MATERIAL SHOWN >>

┄┄┄┄┄┄┄┄┄┄

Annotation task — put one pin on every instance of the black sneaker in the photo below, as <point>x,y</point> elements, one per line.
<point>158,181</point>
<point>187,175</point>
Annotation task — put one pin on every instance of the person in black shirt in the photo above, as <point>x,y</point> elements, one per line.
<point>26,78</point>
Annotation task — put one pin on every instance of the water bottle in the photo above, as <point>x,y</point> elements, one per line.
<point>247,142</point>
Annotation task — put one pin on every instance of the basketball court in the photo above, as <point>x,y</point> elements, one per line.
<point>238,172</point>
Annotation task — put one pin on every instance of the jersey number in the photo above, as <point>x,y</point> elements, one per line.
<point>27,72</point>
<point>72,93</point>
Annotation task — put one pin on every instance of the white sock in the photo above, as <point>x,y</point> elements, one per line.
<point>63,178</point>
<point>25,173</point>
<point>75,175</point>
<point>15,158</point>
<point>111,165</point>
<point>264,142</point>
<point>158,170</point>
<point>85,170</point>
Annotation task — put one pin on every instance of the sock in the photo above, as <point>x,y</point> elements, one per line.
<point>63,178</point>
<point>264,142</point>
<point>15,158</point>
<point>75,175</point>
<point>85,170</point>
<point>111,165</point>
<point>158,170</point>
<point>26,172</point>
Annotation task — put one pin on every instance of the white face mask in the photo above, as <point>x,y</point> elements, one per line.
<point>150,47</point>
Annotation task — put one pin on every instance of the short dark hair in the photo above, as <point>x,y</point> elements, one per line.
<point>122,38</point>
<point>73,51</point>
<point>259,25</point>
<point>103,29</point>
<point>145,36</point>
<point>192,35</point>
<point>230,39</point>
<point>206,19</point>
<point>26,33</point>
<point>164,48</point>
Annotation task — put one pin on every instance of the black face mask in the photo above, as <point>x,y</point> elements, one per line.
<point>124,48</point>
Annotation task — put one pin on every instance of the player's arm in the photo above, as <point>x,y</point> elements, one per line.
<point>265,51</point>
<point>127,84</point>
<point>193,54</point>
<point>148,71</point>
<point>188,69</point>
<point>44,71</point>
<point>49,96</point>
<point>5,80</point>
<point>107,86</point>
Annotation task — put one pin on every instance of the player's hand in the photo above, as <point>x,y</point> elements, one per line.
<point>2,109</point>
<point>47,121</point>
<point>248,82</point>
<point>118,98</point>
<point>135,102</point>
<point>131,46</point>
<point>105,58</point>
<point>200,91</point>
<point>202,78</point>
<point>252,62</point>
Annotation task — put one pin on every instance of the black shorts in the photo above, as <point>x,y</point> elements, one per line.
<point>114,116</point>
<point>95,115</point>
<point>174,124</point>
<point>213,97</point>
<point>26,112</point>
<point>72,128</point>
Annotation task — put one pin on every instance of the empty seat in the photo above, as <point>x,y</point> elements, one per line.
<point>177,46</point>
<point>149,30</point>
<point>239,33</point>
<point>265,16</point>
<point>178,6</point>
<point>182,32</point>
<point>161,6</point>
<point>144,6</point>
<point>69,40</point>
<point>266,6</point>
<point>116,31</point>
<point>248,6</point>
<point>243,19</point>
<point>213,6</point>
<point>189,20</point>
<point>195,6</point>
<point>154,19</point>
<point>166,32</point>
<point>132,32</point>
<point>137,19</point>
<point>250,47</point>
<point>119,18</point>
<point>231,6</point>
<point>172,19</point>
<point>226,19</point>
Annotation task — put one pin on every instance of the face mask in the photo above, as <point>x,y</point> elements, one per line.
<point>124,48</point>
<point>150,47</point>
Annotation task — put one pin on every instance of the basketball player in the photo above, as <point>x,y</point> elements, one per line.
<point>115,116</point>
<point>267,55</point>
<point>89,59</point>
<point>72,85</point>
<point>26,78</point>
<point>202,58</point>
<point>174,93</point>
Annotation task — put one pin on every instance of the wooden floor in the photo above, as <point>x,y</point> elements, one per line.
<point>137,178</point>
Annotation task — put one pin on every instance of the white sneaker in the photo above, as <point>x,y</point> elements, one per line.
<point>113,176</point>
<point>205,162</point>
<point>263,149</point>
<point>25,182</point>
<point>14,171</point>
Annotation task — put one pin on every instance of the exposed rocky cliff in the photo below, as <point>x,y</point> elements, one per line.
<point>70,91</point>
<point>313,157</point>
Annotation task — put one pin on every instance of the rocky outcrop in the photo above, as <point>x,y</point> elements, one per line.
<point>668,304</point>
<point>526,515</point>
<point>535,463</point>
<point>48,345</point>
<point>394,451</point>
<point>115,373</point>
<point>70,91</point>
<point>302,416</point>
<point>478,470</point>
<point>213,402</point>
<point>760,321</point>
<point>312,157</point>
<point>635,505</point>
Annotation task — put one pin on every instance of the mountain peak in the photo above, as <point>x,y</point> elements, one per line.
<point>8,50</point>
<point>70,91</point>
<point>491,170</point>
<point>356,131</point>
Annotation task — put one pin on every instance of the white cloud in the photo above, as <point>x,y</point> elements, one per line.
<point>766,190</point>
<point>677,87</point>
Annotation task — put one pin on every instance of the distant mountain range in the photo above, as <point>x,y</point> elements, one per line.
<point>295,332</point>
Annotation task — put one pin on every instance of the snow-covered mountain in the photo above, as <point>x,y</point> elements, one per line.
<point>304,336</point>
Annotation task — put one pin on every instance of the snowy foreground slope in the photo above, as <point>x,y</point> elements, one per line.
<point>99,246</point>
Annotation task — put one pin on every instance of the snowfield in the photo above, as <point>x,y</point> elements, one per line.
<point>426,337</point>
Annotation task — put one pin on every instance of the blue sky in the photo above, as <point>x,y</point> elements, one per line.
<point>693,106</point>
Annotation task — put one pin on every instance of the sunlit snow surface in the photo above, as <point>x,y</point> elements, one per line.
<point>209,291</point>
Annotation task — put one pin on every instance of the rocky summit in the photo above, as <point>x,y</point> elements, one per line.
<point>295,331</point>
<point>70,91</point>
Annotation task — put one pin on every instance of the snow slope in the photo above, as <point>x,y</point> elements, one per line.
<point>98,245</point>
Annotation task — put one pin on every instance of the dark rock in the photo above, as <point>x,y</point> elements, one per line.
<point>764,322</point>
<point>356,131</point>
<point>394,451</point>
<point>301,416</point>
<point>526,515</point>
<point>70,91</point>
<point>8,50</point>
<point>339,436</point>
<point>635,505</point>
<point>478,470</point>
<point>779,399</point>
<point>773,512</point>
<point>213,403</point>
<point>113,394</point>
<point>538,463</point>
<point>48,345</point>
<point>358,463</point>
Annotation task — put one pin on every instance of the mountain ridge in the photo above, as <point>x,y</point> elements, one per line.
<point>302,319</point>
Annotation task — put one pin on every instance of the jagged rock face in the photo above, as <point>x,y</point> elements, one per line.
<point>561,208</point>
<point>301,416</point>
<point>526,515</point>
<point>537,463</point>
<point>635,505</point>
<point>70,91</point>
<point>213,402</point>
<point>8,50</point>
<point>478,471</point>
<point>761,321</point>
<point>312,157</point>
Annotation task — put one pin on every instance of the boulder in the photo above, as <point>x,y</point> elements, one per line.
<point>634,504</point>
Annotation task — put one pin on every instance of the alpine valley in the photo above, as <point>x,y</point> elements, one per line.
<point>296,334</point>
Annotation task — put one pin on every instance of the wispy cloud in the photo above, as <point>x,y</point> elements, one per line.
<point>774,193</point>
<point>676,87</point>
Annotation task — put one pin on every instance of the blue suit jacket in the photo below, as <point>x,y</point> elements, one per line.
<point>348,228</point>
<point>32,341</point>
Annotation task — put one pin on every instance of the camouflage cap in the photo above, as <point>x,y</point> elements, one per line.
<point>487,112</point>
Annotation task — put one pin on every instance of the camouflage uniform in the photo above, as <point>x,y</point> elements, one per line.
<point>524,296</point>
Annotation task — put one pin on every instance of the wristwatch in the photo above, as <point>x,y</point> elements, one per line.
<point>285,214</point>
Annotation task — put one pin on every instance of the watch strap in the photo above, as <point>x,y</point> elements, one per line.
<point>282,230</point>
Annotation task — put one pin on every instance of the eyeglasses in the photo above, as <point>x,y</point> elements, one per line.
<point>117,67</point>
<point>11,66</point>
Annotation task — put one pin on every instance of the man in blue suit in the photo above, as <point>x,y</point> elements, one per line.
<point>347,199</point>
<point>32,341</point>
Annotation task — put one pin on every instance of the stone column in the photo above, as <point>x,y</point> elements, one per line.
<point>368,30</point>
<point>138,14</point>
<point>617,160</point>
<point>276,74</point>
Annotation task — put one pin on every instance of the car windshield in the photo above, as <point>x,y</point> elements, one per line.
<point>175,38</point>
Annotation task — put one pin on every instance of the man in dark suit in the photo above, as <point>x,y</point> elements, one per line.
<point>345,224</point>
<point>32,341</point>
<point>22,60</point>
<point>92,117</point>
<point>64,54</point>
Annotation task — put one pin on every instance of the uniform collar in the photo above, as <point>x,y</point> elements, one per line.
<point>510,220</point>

┄┄┄┄┄┄┄┄┄┄

TASK TO COMPLETE >> Repeat exactly, and only, the lines from the line with "of the wristwatch" through the end of the listing above, both ends included.

RESULT >>
Annotation task — put one pin on every instance of the wristwatch in the photo above, as <point>x,y</point> elements, one per line.
<point>285,214</point>
Annotation task — put one pin on every instance of the watch strap in the photo above, as <point>x,y</point> elements, one per line.
<point>282,230</point>
Annotation task — put one pin on every instance of the eyeglasses in the photo above, as <point>x,y</point> elements, one per line.
<point>117,67</point>
<point>11,66</point>
Annotation task — put one pin on every instance of the man in blue suit in the photo above, as <point>x,y</point> elements, one per line.
<point>347,199</point>
<point>32,341</point>
Annotation task — put one pin on every instance of the stone column in the photo above, as <point>x,y</point> elements, one per line.
<point>368,30</point>
<point>138,14</point>
<point>617,160</point>
<point>276,74</point>
Annotation task — put one pin on every instance of the car windshield in the photo above, as <point>x,y</point> elements, one per line.
<point>175,38</point>
Annotation task — put one pin on every instance of the man in dark suit in the photo above, as <point>x,y</point> elements, one per line.
<point>345,224</point>
<point>32,341</point>
<point>22,60</point>
<point>92,117</point>
<point>64,54</point>
Annotation task — put one pin on every instance of the uniform collar in the photo above, as <point>x,y</point> elements, one per line.
<point>510,220</point>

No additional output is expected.